▶ Exercise goal
Answer these questions from the passage on reward prediction error below.
(a) On trial 2, which state has the reward prediction error from time T on trial 1 reached?
(b) On trial 3, to which state does the positive value associated with state T−1 propagate?
(c) As long as what holds will the propagation not reach times earlier than cue presentation?

In other words, the reward prediction error \(\delta\) that occurred at time \(T\) on trial \(1\) has propagated back on trial \(2\) to the immediately preceding state (i.e., \(T−1\)).
Similarly, on trial \(3\), the positive value associated with state \(T-1\) will propagate back to state \(T-2\).
In this way, the value associated with earlier and earlier states will increase.
This propagation will continue until it eventually reaches the time of cue presentation – that is, until \(\hat{V}_{n}(0) > 0\), for some value of \(n\).
It will not propagate to earlier times than this however, so long as cue presentation times are unpredictable.

▶ Supplied entries
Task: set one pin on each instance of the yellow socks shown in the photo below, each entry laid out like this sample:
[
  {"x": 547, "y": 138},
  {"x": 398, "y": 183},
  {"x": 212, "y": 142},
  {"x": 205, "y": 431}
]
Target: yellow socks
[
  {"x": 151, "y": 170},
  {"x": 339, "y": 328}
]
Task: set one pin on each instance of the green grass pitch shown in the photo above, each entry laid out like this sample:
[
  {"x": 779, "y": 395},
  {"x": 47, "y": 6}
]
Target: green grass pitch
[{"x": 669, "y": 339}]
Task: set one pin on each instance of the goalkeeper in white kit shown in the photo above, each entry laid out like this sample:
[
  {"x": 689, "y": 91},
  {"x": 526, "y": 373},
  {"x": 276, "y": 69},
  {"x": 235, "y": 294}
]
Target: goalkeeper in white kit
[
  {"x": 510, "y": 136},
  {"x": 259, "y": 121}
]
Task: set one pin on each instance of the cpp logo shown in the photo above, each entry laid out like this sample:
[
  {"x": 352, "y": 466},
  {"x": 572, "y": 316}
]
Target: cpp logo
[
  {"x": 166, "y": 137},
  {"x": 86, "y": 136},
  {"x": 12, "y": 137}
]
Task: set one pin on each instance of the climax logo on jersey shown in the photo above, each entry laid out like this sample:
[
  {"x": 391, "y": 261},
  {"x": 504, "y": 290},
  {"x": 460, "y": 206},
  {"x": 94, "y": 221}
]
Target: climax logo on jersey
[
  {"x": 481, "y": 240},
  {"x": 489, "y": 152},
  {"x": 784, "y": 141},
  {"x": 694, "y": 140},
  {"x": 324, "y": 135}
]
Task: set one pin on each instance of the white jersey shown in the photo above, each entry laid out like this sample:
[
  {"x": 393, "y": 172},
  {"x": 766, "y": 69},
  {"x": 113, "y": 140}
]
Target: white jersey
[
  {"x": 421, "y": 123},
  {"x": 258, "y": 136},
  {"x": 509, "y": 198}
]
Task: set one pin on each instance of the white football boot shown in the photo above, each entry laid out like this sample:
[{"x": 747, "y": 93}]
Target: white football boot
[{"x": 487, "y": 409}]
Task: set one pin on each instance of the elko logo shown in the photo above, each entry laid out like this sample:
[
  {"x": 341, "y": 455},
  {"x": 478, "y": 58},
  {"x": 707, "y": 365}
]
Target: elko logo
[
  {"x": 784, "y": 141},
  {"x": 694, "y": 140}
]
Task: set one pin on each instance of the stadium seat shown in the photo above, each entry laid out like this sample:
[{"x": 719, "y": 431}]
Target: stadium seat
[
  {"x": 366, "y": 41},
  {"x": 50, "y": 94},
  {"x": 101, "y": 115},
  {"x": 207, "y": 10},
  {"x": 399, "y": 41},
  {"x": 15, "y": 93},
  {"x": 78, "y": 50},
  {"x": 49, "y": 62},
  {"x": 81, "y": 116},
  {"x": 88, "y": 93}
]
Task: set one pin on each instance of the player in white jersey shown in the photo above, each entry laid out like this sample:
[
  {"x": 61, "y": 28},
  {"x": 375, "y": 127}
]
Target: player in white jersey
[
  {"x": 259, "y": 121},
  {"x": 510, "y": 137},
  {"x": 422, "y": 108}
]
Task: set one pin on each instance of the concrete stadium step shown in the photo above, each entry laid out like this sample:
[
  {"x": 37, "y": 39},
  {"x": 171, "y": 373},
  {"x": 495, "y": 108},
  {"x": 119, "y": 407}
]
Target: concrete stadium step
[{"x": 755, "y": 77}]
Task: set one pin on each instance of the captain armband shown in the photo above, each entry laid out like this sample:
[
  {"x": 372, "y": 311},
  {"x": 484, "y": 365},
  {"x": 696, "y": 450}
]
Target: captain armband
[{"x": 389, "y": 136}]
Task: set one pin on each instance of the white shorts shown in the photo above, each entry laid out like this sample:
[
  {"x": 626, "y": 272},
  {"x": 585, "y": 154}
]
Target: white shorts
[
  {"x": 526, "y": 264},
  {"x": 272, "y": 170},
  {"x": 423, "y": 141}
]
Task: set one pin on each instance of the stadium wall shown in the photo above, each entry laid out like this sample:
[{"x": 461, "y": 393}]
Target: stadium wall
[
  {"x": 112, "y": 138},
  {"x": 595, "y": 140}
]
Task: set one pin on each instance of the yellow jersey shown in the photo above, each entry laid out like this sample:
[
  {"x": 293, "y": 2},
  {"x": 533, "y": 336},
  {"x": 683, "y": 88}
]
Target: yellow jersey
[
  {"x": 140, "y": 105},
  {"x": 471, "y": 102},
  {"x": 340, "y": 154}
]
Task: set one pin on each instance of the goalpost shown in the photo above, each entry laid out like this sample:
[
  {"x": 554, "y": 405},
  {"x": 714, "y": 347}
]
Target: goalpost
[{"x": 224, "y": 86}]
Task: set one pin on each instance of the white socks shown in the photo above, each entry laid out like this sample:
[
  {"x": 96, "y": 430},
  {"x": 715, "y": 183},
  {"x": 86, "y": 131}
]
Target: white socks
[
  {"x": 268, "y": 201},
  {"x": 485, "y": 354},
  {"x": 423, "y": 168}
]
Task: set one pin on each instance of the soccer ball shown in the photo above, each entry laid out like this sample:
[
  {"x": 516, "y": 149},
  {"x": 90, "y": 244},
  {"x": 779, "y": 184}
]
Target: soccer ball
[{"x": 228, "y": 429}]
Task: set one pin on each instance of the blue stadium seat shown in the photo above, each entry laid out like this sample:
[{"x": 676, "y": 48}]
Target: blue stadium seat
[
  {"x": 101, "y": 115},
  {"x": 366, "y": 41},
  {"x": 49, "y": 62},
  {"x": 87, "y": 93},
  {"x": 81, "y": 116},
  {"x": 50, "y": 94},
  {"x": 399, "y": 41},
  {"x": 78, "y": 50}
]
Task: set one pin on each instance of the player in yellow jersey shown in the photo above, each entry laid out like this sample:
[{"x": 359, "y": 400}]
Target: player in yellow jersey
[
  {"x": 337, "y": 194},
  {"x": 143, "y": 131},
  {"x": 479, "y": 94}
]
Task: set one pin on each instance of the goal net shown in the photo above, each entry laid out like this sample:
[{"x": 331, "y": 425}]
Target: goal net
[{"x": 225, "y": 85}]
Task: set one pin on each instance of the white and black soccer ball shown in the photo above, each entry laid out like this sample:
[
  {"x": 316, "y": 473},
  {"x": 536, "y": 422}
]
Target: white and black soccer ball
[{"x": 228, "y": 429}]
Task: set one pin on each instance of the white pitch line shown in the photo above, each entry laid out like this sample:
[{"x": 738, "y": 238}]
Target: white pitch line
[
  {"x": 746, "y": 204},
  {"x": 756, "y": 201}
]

▶ Complete answer
(a) The immediately preceding state, T−1.
(b) State T−2.
(c) As long as cue presentation times are unpredictable.